From the first entry to the last, repeat them all exactly.

# RECORDS PROVIDED
------------------------------

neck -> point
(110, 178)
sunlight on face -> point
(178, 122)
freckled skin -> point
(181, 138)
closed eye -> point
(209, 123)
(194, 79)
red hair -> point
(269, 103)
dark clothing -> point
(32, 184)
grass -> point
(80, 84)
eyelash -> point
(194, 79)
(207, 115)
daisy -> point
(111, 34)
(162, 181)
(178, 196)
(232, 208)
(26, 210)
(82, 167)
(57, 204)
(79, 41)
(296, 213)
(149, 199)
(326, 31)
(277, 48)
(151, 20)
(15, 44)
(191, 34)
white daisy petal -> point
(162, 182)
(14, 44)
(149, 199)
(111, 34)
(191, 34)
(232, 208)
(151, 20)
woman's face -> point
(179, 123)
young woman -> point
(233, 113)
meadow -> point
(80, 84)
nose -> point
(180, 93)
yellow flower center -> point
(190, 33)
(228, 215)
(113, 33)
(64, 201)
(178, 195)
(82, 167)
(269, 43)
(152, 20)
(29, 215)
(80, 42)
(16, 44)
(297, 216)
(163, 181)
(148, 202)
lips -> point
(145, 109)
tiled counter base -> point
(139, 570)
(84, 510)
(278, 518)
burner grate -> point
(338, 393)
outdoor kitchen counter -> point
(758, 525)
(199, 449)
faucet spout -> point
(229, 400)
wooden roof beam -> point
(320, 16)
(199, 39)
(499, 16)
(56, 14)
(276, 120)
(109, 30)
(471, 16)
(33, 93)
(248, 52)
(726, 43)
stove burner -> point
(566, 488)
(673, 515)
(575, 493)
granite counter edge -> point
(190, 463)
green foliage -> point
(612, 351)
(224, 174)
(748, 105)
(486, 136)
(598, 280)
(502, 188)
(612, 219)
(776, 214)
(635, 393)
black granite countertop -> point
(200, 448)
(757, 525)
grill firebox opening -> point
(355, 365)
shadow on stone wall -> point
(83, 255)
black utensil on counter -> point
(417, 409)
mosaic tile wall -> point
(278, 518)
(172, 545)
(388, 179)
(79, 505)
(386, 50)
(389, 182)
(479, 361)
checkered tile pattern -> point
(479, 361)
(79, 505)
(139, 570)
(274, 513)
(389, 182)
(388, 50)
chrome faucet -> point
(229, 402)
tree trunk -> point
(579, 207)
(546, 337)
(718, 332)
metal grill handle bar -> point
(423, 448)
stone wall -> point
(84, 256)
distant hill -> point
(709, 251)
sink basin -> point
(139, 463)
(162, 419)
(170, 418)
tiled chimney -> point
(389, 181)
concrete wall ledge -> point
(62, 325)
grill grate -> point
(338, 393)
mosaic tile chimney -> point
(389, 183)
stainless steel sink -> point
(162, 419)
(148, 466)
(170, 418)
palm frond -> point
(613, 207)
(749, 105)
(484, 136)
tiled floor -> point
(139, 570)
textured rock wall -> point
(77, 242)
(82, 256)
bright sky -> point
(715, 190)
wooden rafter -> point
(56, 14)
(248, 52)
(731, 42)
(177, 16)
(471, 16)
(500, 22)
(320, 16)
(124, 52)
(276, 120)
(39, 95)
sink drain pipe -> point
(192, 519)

------------------------------

# EXPECTED ANSWER
neck -> point
(110, 178)
sunlight on face -> point
(178, 122)
freckled skin -> point
(181, 138)
closed eye -> point
(209, 123)
(194, 79)
red hair -> point
(269, 103)
dark clothing -> point
(32, 184)
grass -> point
(80, 84)
eyelash -> point
(194, 79)
(207, 115)
daisy -> point
(111, 34)
(162, 181)
(178, 196)
(232, 208)
(26, 210)
(82, 167)
(57, 204)
(79, 41)
(296, 213)
(149, 199)
(326, 31)
(277, 48)
(151, 20)
(15, 44)
(191, 34)
white daisy petal -> point
(162, 182)
(14, 44)
(149, 199)
(111, 34)
(191, 34)
(232, 208)
(151, 20)
woman's face -> point
(179, 123)
young woman -> point
(233, 113)
meadow -> point
(80, 84)
nose -> point
(180, 93)
yellow flower center -> point
(190, 33)
(228, 215)
(113, 33)
(64, 201)
(178, 195)
(82, 167)
(269, 43)
(152, 20)
(29, 215)
(80, 42)
(16, 44)
(297, 216)
(163, 181)
(148, 202)
lips -> point
(145, 109)
tiled counter base -> point
(139, 570)
(84, 510)
(278, 518)
burner grate -> point
(338, 393)
outdoor kitchen counter -> point
(758, 525)
(199, 449)
faucet spout -> point
(229, 400)
wooden roof beam -> point
(320, 16)
(199, 39)
(499, 16)
(56, 14)
(276, 120)
(109, 30)
(471, 16)
(33, 93)
(248, 52)
(726, 43)
stove burner -> point
(566, 488)
(673, 515)
(575, 493)
granite counter edge -> point
(190, 463)
green foliage -> point
(612, 351)
(224, 174)
(748, 105)
(486, 136)
(598, 280)
(502, 188)
(612, 219)
(776, 214)
(635, 393)
black granite countertop -> point
(200, 448)
(757, 525)
grill firebox opening -> point
(355, 365)
shadow on stone wall -> point
(83, 255)
black utensil on counter -> point
(417, 409)
mosaic tile wall -> point
(278, 518)
(172, 545)
(388, 179)
(79, 505)
(386, 50)
(389, 182)
(479, 361)
checkered tile pattern -> point
(479, 361)
(79, 505)
(139, 570)
(274, 513)
(389, 182)
(388, 50)
chrome faucet -> point
(229, 402)
tree trunk -> point
(579, 207)
(546, 337)
(718, 332)
metal grill handle bar -> point
(423, 448)
stone wall -> point
(84, 256)
distant hill -> point
(709, 251)
sink basin -> point
(139, 463)
(162, 419)
(170, 418)
tiled chimney -> point
(389, 181)
concrete wall ledge -> point
(62, 325)
grill grate -> point
(338, 393)
mosaic tile chimney -> point
(389, 183)
stainless steel sink -> point
(162, 419)
(148, 466)
(170, 418)
palm frond -> point
(613, 207)
(749, 105)
(484, 136)
tiled floor -> point
(139, 570)
textured rock wall -> point
(77, 242)
(82, 256)
bright sky -> point
(715, 190)
wooden rafter -> point
(56, 14)
(248, 52)
(731, 42)
(177, 16)
(471, 16)
(500, 22)
(320, 16)
(124, 52)
(276, 120)
(39, 95)
sink drain pipe -> point
(192, 519)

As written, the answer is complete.